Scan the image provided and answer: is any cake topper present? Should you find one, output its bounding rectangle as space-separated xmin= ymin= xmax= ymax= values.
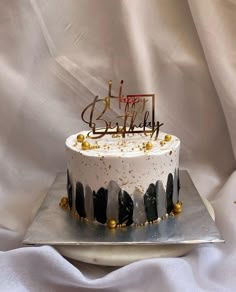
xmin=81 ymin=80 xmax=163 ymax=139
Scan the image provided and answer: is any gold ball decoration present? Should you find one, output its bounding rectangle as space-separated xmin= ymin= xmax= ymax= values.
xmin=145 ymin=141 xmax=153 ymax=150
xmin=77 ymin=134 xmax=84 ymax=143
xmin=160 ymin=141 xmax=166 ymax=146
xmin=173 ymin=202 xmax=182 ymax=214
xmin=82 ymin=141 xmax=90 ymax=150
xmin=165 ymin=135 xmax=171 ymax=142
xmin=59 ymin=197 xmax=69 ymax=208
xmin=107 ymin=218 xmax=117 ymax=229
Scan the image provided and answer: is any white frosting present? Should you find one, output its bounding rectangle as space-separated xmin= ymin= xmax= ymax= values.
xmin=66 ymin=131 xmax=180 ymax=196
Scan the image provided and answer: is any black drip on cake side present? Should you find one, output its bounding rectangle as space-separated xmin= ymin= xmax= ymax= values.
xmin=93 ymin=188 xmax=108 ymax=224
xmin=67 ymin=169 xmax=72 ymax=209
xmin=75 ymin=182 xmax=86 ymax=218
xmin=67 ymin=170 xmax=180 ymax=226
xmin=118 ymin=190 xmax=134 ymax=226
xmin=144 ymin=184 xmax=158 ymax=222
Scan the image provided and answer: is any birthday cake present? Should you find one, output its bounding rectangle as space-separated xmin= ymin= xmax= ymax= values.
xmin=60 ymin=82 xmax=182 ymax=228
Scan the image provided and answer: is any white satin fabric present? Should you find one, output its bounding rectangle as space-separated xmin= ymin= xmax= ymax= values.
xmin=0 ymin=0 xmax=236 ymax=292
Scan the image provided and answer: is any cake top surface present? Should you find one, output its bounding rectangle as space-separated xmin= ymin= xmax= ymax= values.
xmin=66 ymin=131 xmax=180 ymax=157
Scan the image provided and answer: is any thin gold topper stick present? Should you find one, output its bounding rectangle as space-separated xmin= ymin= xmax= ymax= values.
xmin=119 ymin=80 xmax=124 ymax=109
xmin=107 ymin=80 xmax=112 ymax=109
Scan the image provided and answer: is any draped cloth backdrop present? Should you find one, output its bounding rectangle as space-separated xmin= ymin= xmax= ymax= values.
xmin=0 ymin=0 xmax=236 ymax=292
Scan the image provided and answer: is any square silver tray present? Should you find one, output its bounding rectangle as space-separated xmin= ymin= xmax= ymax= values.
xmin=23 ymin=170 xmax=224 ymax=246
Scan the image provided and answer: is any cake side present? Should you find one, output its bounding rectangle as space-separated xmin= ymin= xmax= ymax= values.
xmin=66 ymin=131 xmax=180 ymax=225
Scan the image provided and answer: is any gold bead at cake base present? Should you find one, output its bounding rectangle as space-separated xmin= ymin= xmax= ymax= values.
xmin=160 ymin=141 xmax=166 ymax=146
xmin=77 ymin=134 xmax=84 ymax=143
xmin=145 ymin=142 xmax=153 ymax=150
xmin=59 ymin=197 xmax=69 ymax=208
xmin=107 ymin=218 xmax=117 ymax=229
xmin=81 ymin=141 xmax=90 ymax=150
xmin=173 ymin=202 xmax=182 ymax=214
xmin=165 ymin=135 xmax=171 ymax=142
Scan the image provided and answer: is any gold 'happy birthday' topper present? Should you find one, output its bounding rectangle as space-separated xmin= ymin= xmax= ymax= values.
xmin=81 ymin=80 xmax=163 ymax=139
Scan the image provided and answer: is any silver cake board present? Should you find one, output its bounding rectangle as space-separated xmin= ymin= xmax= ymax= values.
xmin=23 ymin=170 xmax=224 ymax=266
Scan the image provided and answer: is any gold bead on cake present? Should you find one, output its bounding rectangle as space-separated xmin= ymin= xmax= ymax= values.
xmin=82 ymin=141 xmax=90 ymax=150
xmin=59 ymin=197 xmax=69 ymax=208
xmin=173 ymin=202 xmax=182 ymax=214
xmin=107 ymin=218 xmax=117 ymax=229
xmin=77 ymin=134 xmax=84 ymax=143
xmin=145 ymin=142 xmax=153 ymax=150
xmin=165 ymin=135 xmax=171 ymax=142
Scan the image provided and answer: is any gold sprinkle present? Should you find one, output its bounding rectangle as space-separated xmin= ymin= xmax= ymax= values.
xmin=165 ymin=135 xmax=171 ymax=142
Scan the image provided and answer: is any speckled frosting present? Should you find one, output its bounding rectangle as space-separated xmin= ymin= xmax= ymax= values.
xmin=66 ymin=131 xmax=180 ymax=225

_What you will do_
Copy the data from its beginning through the line containing "xmin=66 ymin=131 xmax=180 ymax=196", offsetting every bounding-box coordinate by +28 and keeping all other text as it is. Leave the pictures out of your copy.

_Output of the exercise_
Scan the image provided and answer: is any cake topper present? Should you find one, output its bounding rectangle as space-separated xmin= ymin= xmax= ymax= values.
xmin=109 ymin=108 xmax=191 ymax=167
Scan the image provided and answer: is any gold ball decoration present? Should you find one, output its bounding rectangle as space-separated xmin= ymin= xmax= ymax= values.
xmin=173 ymin=169 xmax=181 ymax=178
xmin=105 ymin=162 xmax=112 ymax=171
xmin=188 ymin=169 xmax=194 ymax=174
xmin=201 ymin=230 xmax=210 ymax=242
xmin=110 ymin=169 xmax=118 ymax=178
xmin=193 ymin=163 xmax=199 ymax=170
xmin=87 ymin=225 xmax=97 ymax=236
xmin=135 ymin=246 xmax=145 ymax=257
Scan the image provided and answer: is any white frosting present? Should you find one, output its bounding rectangle as space-separated xmin= ymin= xmax= ymax= values.
xmin=94 ymin=159 xmax=208 ymax=224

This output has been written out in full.